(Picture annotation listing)
○ ○ ○ ○

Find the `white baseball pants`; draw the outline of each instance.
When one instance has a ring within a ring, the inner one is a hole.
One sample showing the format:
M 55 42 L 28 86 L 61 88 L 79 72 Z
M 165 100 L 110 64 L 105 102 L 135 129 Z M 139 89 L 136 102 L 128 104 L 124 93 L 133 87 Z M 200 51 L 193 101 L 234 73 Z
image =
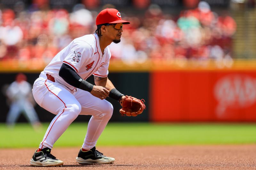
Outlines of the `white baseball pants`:
M 53 82 L 47 79 L 46 76 L 42 74 L 35 81 L 32 91 L 38 104 L 56 115 L 51 122 L 39 148 L 52 149 L 79 114 L 92 115 L 82 147 L 89 150 L 96 145 L 112 115 L 113 107 L 111 103 L 79 89 L 76 92 L 72 91 L 57 81 Z

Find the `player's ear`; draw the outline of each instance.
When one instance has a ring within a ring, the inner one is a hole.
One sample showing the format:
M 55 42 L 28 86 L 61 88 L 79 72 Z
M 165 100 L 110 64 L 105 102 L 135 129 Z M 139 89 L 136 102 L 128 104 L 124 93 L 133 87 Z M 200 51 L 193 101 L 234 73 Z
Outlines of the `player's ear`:
M 102 33 L 103 32 L 103 33 L 106 33 L 107 32 L 107 30 L 106 30 L 106 28 L 107 27 L 106 26 L 101 26 L 101 32 Z

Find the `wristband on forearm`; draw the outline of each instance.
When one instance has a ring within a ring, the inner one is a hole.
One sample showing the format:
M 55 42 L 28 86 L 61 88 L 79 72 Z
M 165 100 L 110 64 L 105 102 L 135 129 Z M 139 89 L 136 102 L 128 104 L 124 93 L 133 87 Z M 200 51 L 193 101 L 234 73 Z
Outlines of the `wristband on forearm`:
M 116 88 L 110 90 L 109 92 L 109 94 L 108 94 L 108 96 L 109 97 L 116 99 L 118 101 L 119 101 L 122 96 L 124 95 L 124 94 L 119 92 Z
M 84 80 L 83 80 L 82 78 L 80 79 L 80 80 L 79 80 L 79 81 L 80 80 L 82 80 L 82 81 L 78 88 L 91 92 L 93 88 L 93 85 Z

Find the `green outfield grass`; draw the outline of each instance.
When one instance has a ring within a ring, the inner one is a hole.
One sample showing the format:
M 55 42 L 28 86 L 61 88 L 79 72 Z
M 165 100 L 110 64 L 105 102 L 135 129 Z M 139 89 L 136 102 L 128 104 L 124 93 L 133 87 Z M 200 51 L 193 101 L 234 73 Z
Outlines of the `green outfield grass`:
M 73 123 L 55 147 L 81 146 L 87 123 Z M 49 123 L 35 131 L 29 124 L 12 129 L 0 124 L 0 148 L 36 147 Z M 109 123 L 97 146 L 256 144 L 256 124 Z

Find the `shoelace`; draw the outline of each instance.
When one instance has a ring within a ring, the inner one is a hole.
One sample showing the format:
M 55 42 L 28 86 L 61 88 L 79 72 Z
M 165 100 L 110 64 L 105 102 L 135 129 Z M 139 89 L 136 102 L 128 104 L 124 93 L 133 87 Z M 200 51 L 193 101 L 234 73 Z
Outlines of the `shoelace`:
M 94 153 L 95 153 L 95 156 L 96 157 L 96 158 L 98 158 L 98 157 L 97 155 L 99 155 L 100 156 L 104 156 L 104 155 L 103 155 L 103 153 L 102 153 L 101 152 L 99 152 L 97 150 L 95 150 L 95 152 Z
M 56 157 L 55 157 L 55 156 L 54 156 L 52 154 L 51 154 L 51 153 L 50 153 L 50 152 L 46 152 L 45 154 L 45 159 L 46 159 L 47 157 L 48 157 L 49 158 L 51 158 L 51 159 L 56 159 Z

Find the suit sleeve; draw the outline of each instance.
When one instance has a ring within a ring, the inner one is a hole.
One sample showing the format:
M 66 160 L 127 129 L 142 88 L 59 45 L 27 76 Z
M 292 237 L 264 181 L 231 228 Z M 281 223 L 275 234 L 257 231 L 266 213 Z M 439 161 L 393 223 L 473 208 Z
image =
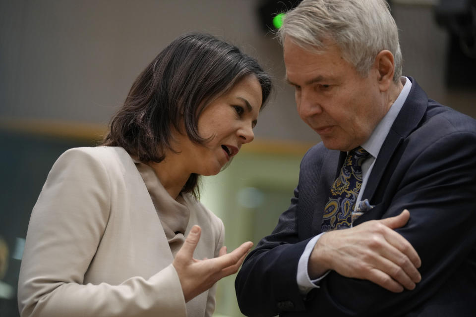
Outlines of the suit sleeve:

○ ○ ○ ○

Can you copy the listing word for word, starting at the line containing "Find the suit" and running through the end of the listing, with both ends included and any pictures left out?

Find the suit sleeve; draw the outline of each instance.
When one instance has a ring within a ring, the inner one is a hole.
One sample showing the format:
M 66 160 L 127 129 L 142 88 L 59 45 L 27 76 Z
M 292 237 L 264 181 L 231 228 Z M 281 223 L 275 234 L 257 231 L 266 213 Z M 439 161 L 393 223 L 473 208 Z
image =
Outlines of the suit sleeve:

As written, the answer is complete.